**Required task:**
Put the stretch of the material from the line containing "the man's dark" through the line containing "<point>719,252</point>" into a Markdown table with the columns Row and Line, skipping any blank lines.

══════

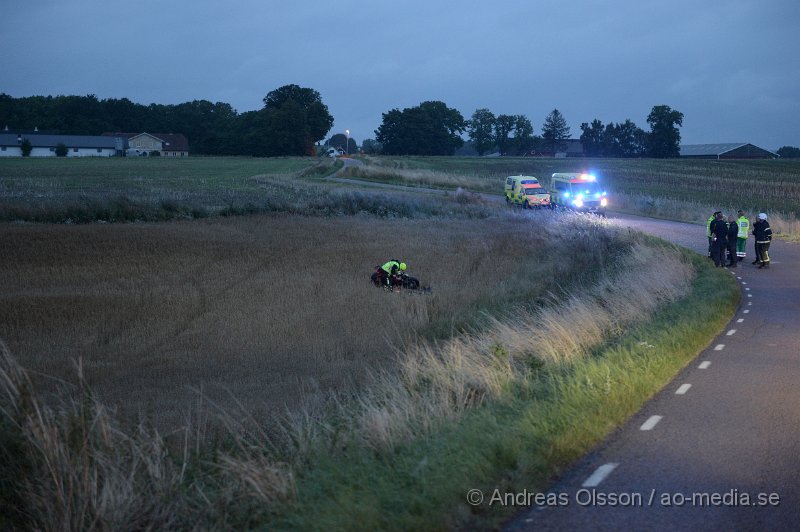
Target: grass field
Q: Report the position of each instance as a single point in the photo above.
(240, 371)
(680, 189)
(268, 308)
(143, 188)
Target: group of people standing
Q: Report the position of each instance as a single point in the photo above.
(727, 240)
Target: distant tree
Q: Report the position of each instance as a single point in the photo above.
(371, 146)
(428, 129)
(523, 135)
(592, 138)
(555, 130)
(26, 147)
(339, 141)
(788, 152)
(480, 130)
(664, 140)
(629, 137)
(295, 119)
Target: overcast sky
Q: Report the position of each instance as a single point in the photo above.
(732, 67)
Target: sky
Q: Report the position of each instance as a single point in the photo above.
(732, 67)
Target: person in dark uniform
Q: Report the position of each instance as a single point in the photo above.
(732, 237)
(719, 238)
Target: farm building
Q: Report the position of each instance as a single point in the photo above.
(44, 145)
(167, 144)
(735, 150)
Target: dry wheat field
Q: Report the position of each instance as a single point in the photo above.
(258, 312)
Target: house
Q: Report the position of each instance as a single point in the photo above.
(735, 150)
(44, 145)
(166, 144)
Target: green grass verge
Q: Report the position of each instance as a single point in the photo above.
(519, 442)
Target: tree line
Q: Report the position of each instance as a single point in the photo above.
(294, 120)
(291, 122)
(433, 129)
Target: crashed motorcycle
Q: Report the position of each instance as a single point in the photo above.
(402, 280)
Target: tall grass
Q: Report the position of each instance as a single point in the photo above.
(82, 469)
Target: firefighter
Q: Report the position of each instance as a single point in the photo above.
(391, 269)
(733, 241)
(719, 236)
(741, 238)
(763, 234)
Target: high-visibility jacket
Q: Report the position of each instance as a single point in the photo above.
(391, 267)
(744, 227)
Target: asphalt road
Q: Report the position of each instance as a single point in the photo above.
(719, 447)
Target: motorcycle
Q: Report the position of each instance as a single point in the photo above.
(402, 280)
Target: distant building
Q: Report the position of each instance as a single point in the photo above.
(735, 150)
(44, 145)
(166, 144)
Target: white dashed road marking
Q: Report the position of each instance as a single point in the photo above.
(599, 475)
(650, 423)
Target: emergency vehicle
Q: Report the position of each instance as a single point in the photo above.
(578, 191)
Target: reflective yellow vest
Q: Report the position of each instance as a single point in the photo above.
(744, 227)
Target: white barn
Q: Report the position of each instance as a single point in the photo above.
(44, 145)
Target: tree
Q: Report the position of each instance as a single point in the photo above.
(295, 119)
(664, 140)
(503, 127)
(592, 138)
(788, 152)
(26, 147)
(480, 130)
(371, 146)
(428, 129)
(555, 130)
(523, 135)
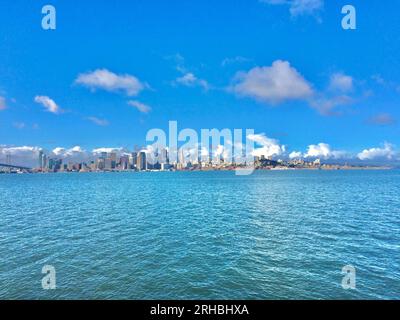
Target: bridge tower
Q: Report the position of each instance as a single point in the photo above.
(8, 159)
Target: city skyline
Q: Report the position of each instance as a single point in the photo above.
(69, 90)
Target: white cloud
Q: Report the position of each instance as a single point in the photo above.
(274, 84)
(269, 147)
(99, 122)
(190, 80)
(295, 155)
(386, 152)
(323, 150)
(75, 152)
(48, 103)
(25, 155)
(109, 81)
(326, 105)
(144, 108)
(237, 59)
(3, 105)
(341, 82)
(299, 7)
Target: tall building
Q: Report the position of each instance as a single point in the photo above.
(124, 162)
(141, 161)
(113, 158)
(133, 160)
(41, 154)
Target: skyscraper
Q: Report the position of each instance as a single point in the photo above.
(141, 161)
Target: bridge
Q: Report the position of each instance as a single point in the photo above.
(10, 167)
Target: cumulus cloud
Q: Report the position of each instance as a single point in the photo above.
(237, 59)
(49, 104)
(109, 81)
(190, 80)
(386, 152)
(99, 122)
(274, 84)
(143, 108)
(295, 155)
(324, 151)
(327, 106)
(3, 105)
(299, 7)
(268, 147)
(24, 156)
(341, 82)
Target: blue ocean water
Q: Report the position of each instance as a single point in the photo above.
(201, 235)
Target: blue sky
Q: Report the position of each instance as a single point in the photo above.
(116, 69)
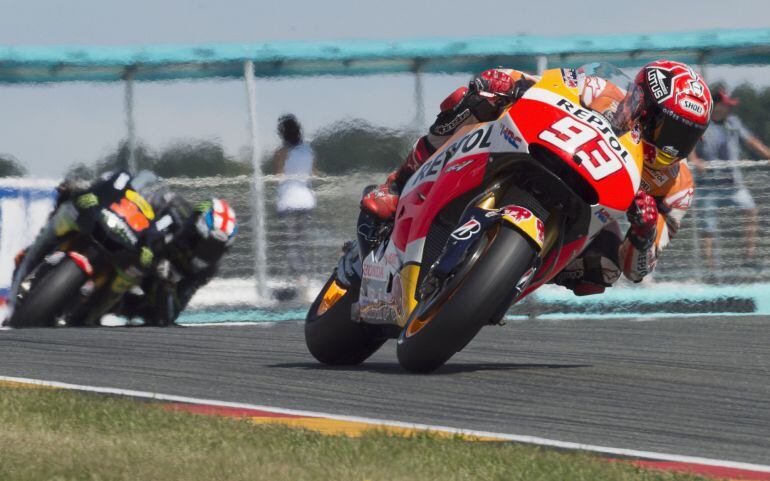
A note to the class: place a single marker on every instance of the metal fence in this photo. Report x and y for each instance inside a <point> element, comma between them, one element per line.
<point>714,213</point>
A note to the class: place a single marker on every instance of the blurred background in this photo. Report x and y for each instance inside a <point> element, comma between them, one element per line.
<point>197,132</point>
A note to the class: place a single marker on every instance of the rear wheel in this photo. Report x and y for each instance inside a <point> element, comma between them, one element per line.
<point>479,294</point>
<point>332,337</point>
<point>49,296</point>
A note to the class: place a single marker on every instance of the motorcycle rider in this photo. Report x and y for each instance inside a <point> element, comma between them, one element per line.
<point>181,266</point>
<point>667,108</point>
<point>185,264</point>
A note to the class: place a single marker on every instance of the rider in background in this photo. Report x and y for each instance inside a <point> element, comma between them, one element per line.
<point>185,264</point>
<point>182,266</point>
<point>668,108</point>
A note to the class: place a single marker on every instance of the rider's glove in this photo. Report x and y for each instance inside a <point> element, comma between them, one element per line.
<point>643,216</point>
<point>383,199</point>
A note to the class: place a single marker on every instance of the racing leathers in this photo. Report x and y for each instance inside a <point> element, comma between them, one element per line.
<point>654,216</point>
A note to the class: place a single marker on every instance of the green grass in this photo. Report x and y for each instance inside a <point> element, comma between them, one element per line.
<point>63,435</point>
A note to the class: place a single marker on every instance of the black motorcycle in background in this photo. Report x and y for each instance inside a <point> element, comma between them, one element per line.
<point>106,241</point>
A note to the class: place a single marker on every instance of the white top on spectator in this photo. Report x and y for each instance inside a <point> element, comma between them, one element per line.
<point>294,190</point>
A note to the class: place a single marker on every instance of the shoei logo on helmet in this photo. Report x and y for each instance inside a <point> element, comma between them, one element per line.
<point>693,106</point>
<point>659,81</point>
<point>670,150</point>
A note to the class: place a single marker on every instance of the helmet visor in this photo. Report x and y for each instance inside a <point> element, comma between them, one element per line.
<point>674,136</point>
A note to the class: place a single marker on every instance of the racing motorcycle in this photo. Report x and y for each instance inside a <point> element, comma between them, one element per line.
<point>112,234</point>
<point>492,215</point>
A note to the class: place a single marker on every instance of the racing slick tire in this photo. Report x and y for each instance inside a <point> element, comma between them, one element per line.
<point>49,296</point>
<point>479,294</point>
<point>332,337</point>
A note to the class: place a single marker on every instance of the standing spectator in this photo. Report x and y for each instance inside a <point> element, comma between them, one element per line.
<point>296,201</point>
<point>722,141</point>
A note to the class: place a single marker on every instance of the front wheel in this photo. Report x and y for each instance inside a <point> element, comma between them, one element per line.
<point>332,337</point>
<point>456,313</point>
<point>49,296</point>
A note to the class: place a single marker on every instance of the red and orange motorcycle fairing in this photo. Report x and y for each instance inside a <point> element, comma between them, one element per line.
<point>550,116</point>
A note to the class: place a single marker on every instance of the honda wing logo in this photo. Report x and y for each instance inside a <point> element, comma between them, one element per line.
<point>467,230</point>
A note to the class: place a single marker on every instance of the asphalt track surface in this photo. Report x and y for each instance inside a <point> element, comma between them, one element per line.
<point>693,386</point>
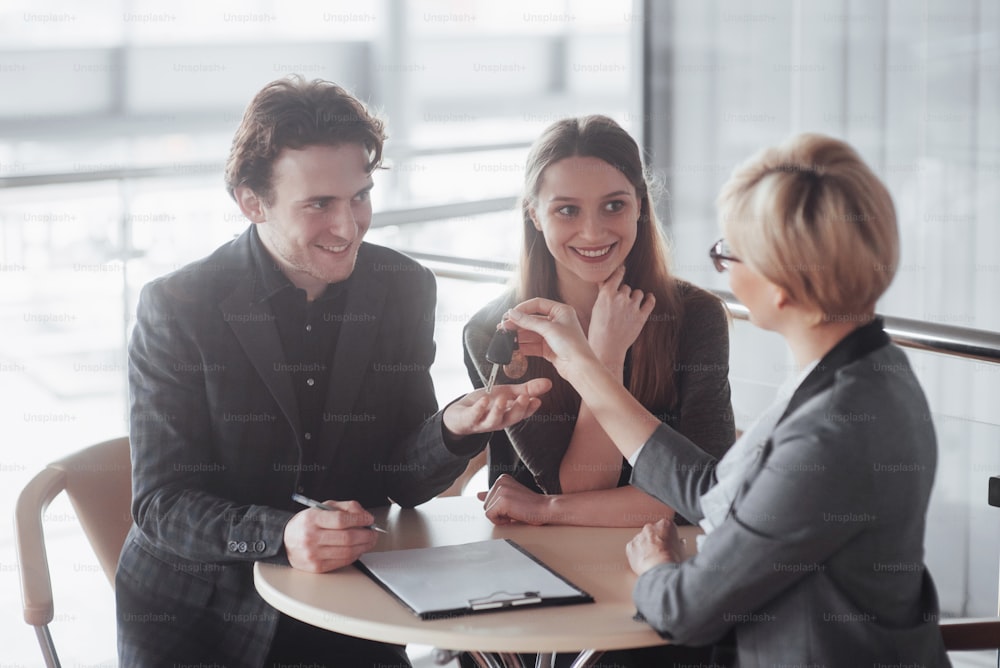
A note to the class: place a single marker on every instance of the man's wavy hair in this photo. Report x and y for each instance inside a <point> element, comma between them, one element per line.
<point>294,113</point>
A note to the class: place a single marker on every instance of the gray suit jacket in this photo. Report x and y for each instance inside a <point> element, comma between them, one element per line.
<point>216,443</point>
<point>820,561</point>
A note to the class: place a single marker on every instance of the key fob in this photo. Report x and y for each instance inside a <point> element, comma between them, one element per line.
<point>502,347</point>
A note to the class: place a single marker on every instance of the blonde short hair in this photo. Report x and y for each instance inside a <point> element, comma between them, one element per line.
<point>812,218</point>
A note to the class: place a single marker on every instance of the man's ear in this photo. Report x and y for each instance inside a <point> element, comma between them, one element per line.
<point>250,204</point>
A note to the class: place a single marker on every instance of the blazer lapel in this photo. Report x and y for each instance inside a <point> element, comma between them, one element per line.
<point>358,332</point>
<point>253,324</point>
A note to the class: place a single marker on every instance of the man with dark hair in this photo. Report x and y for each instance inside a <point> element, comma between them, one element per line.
<point>294,359</point>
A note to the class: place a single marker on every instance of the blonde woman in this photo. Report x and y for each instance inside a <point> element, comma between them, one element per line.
<point>818,558</point>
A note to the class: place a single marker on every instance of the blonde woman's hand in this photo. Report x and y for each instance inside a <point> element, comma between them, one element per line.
<point>619,315</point>
<point>656,544</point>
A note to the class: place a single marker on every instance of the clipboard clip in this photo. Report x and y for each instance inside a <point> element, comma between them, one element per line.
<point>504,599</point>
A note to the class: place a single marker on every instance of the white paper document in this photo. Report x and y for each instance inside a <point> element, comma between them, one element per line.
<point>487,575</point>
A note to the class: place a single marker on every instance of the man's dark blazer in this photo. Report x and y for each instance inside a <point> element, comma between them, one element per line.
<point>216,443</point>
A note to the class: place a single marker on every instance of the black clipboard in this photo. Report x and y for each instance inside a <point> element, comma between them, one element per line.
<point>454,580</point>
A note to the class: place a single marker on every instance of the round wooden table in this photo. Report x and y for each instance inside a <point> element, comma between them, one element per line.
<point>349,602</point>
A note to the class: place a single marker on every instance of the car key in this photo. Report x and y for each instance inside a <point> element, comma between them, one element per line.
<point>500,352</point>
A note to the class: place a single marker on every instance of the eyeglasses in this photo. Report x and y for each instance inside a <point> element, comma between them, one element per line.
<point>719,252</point>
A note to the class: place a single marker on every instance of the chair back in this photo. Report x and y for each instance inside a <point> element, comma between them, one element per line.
<point>98,482</point>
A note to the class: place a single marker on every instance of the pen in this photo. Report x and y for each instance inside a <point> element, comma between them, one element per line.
<point>313,503</point>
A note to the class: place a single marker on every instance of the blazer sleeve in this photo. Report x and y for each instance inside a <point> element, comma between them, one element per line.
<point>175,478</point>
<point>423,464</point>
<point>783,528</point>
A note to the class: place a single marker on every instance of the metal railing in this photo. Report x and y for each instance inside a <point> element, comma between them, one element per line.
<point>964,342</point>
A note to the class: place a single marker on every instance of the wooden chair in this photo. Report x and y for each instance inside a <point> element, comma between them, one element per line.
<point>98,482</point>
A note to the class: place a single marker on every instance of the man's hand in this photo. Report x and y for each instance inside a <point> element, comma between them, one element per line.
<point>323,540</point>
<point>480,411</point>
<point>509,501</point>
<point>656,544</point>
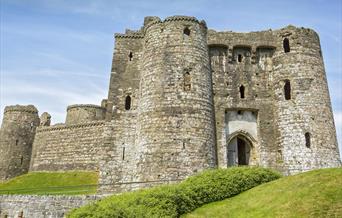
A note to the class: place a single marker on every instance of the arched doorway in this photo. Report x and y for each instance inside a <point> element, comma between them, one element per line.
<point>238,151</point>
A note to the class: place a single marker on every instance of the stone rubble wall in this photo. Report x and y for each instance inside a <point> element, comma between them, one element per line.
<point>44,206</point>
<point>68,147</point>
<point>16,138</point>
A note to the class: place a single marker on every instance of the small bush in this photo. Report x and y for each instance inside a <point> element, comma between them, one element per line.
<point>175,200</point>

══════

**Answer for the task:**
| Row | Line |
|---|---|
| 1 | A note to the class: place a single marker on every instance of the man's dark blazer in this photo. Report x and y for each instance inside a <point> element, comma between them, one element per line. |
| 2 | <point>216,443</point> |
| 3 | A note to the class: place a single marker on every instance of the black clipboard in this photo. Report x and y for each instance inside a <point> element, comma between them, one element per line. |
| 4 | <point>454,580</point> |
| 5 | A note to the class: place a single marker on every instance of the round wooden table in this photo. Report x and y for each instance inside a <point> element, comma between them, one element per line. |
| 6 | <point>349,602</point> |
| 7 | A note to the class: place a single marker on every instance of the car key in this photo. Report x and y for each instance inside a <point> element, comma between them, one element per line. |
| 8 | <point>500,352</point> |
| 9 | A note to the class: place a single marker on every instance of the eyeglasses in this photo. Report x and y for each instance inside a <point> element, comma between them, one element per line. |
| 10 | <point>719,252</point> |